EXERCISE REQUIREMENTS —
In the passage on idempotent data pipelines, what do modern systems such as Kafka use together to emulate exactly-once semantics?

EXCERPTED PASSAGE —
═══
Here's the uncomfortable truth: true exactly-once delivery across distributed systems is theoretically impossible without 2-phase commit or equivalent distributed transactions, and those have significant performance and operational costs. What modern systems like Kafka call "exactly-once" is more precisely "effectively-once" — they use transactional producers and idempotent consumers together to emulate exactly-once semantics. The distinction matters when you're debugging.
The pragmatic approach taken by most production data engineering teams is: implement at-least-once delivery at the infrastructure layer, and guarantee idempotency at the application layer. The net effect is exactly-once semantics from the perspective of your data consumers, at a fraction of the complexity cost.
An operation is idempotent if applying it multiple times produces the same result as applying it once. This is a mathematical property borrowed from abstract algebra, but its practical meaning in data engineering is straightforward: if your pipeline runs twice, your data should look like it ran once.
The canonical example of a non-idempotent operation is an INSERT:
-- Non-idempotent: running this twice doubles your data
INSERT INTO daily_revenue (date, product_id, revenue)
VALUES ('2024-01-15', 'PROD-8821', 14235.50);
Run that statement twice, you get two rows. Run it ten times during debugging, you get ten rows. The operation doesn't know its own history.
The canonical example of an idempotent operation is an UPSERT (also called MERGE):
-- Idempotent: running this ten times produces one row
MERGE INTO daily_revenue AS target
USING (
SELECT '2024-01-15' AS date, 'PROD-8821' AS product_id, 14235.50 AS revenue
) AS source
ON target.date = source.date AND target.product_id = source.product_id
WHEN MATCHED THEN
UPDATE SET revenue = source.revenue
WHEN NOT MATCHED THEN
INSERT (date, product_id, revenue)
VALUES (source.date, source.product_id, source.revenue);
Run that ten times. You get one row with the correct value. This is what idempotency looks like in practice.
But idempotency is subtle. Consider aggregations. If you're calculating revenue by summing transaction amounts, an upsert on the pre-computed aggregate is idempotent — you're replacing the computed value. But an UPDATE daily_revenue SET revenue = revenue + 14235.50 is absolutely not idempotent, because each execution compounds. The distinction between replacing a value and accumulating a value is one of the most common sources of bugs in pipeline design.
═══
INFORMATION PROVIDED —
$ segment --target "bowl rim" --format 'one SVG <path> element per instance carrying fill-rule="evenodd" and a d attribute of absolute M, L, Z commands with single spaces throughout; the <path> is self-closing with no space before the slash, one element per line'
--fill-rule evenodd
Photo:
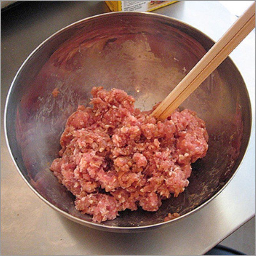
═══
EXERCISE RESPONSE —
Transactional producers and idempotent consumers.